Assignment: Please state the metaphor the therapist offered in the post on anxiety and therapy below.

My #1 Reason for Anxiety (I started therapy #3)

 My #1 Reason for Anxiety (I started therapy #3)

In the first session with my therapist, the recurring theme was feelings of incompetence.

I went into therapy without any goals in mind but we ended the session with how to minimize the feeling of incompetence.

I go back and forth between feeling confident about myself and then feeling an intense amount of shame in my incompetence.

Photo by arash payam on Unsplash

I can easily hype myself up by telling myself, “If that person can do it, I should be able to do it.” I know I have more education and resources than that person, so what’s preventing me from doing what they can do?

But this also works in the opposite direction. “That person can do so much, I’m never going to get there.” That person has so much more competence than I do, and it makes me feel like a failure.

My therapist made me realize that the person that I compare myself to, the that person has way more experience that I do. That person has 10+ years of experience in this job, where as I have about 1.5 years. Of course, they’ll know more than I do. But… It isn’t an of course in my head. It’s, “that person is so much better than me.” It’s, “I feel so stupid.”

Things only get worse when I start comparing myself to other with similar experience as I have.

As a nurse in the hospital, all the new nurses go through a training program. Everyone is a fresh graduate of nursing program and we start something called a “new grad program.” Essentially, we’re all in a cohort with the same start date.

And, in my cohort, there is a nurse who I think is so great. She can do all the things that I struggle with and she does it with so much ease. She’s more competent than I am. I will never be her or have that much confidence. She has everything together, she knows so much more, can do so much more, and she’s already at a point where she trains others!

So… how could I not feel incompetent next to her?

Photo by Elena G on Unsplash

My therapist gave me the metaphor of ducks floating on water. It may be that she looks like she’s just gliding smoothly through her work day, but she may be flapping her feet to stay afloat.

Plan for next session

We ended the session with me trying to overcome some of the feeling of incompetence by practicing skills that make me feel incompetent (e.g. inserting IVs and other catheters). But… honestly, I don’t know if I’ll feel better even if I successfully do these.

Provided data:
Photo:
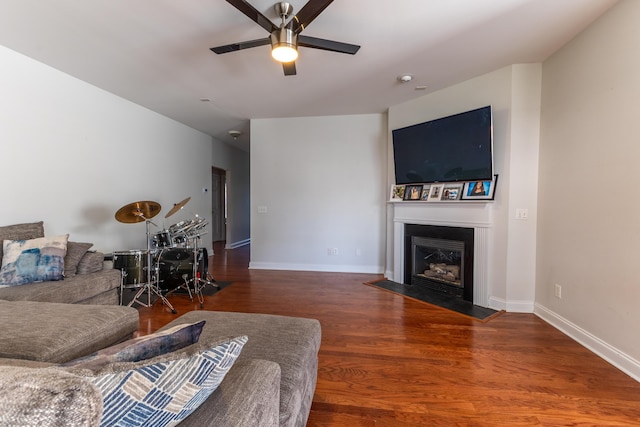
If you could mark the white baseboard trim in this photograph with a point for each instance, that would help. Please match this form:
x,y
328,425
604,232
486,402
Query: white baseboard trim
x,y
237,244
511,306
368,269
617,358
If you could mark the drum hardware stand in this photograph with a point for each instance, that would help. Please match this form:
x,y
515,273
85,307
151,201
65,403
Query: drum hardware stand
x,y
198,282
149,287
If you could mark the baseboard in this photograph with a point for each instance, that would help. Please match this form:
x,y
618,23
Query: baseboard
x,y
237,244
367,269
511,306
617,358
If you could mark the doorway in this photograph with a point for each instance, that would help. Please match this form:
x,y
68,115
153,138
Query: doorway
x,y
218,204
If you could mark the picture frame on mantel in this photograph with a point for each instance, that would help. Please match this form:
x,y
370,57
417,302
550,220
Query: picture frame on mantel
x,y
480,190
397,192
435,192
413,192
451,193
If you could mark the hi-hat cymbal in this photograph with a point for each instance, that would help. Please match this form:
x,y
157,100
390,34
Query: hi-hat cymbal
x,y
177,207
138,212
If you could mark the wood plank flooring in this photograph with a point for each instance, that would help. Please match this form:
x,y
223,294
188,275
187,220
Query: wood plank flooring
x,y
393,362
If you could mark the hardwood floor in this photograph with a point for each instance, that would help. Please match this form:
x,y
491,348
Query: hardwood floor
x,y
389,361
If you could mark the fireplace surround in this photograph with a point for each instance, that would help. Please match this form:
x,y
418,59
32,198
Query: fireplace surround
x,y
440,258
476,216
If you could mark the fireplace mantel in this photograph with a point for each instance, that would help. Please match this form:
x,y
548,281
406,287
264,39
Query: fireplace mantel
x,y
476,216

Result of the exercise: The therapist compared the other nurse to a duck floating on water, who may look like she is gliding smoothly but may be flapping her feet to stay afloat.